Input Block Start

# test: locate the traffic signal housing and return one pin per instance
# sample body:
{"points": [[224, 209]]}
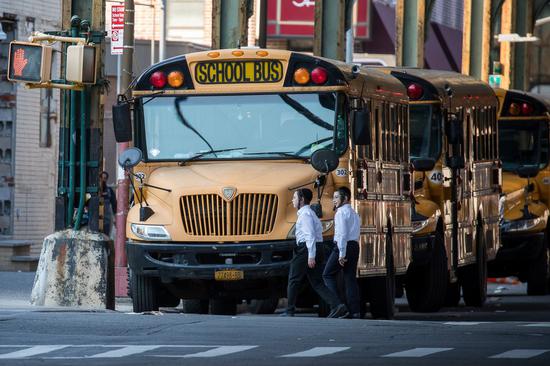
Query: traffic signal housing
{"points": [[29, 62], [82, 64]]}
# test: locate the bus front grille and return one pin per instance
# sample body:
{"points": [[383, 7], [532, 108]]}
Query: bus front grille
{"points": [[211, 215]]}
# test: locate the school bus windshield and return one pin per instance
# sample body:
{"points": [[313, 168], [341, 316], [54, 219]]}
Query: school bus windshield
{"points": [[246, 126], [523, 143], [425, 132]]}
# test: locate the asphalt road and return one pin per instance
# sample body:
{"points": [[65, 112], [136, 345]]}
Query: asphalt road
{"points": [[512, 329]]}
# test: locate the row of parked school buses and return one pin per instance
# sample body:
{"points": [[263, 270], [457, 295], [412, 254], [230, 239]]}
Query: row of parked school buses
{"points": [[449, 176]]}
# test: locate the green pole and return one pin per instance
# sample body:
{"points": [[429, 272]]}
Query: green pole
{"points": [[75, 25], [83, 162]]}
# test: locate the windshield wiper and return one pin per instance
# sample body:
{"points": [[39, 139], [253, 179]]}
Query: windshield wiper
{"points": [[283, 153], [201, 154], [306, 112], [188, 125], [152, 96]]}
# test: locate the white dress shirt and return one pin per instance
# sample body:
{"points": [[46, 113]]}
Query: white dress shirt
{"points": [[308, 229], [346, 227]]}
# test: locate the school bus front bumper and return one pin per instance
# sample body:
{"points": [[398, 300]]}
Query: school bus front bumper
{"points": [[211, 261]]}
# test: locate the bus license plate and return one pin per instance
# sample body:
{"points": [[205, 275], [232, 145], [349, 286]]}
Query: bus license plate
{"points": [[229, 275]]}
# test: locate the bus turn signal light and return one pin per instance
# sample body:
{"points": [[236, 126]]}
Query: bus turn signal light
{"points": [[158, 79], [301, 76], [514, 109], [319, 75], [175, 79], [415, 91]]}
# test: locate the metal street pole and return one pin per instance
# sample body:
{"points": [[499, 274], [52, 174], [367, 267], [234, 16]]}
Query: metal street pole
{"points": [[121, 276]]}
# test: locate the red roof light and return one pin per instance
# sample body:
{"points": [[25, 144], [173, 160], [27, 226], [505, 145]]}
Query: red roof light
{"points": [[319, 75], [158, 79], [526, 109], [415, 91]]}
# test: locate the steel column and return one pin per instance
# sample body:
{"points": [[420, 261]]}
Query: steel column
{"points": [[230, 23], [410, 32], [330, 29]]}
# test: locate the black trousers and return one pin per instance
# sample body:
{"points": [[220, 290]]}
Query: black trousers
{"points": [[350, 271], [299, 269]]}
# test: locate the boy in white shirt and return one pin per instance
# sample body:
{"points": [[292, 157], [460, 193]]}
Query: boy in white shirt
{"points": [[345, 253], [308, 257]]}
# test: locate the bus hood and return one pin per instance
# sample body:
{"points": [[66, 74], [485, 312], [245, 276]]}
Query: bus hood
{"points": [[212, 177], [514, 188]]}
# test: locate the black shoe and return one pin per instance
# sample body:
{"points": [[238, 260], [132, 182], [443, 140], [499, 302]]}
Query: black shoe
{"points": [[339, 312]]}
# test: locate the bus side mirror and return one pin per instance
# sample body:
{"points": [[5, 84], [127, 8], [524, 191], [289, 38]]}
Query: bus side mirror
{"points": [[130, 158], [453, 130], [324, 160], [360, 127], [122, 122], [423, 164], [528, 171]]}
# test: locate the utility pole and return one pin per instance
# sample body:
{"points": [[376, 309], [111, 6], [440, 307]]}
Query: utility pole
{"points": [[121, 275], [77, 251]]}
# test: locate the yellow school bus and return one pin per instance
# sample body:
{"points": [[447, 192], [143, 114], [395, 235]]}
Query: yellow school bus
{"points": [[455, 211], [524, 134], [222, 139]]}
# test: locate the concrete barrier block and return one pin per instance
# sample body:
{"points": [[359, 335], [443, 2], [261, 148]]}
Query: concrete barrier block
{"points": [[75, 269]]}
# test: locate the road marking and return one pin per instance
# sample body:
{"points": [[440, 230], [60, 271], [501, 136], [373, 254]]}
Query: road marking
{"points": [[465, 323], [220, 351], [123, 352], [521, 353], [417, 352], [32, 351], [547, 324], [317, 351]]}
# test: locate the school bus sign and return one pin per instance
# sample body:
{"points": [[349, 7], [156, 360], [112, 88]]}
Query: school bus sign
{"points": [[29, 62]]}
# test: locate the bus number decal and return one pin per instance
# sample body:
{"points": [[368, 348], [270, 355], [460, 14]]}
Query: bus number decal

Input Block End

Task goal: Scan the material above. Return every line containing the string "number".

Worked solution:
# test: locate the bus number decal and return one pin per instance
Query: bus number decal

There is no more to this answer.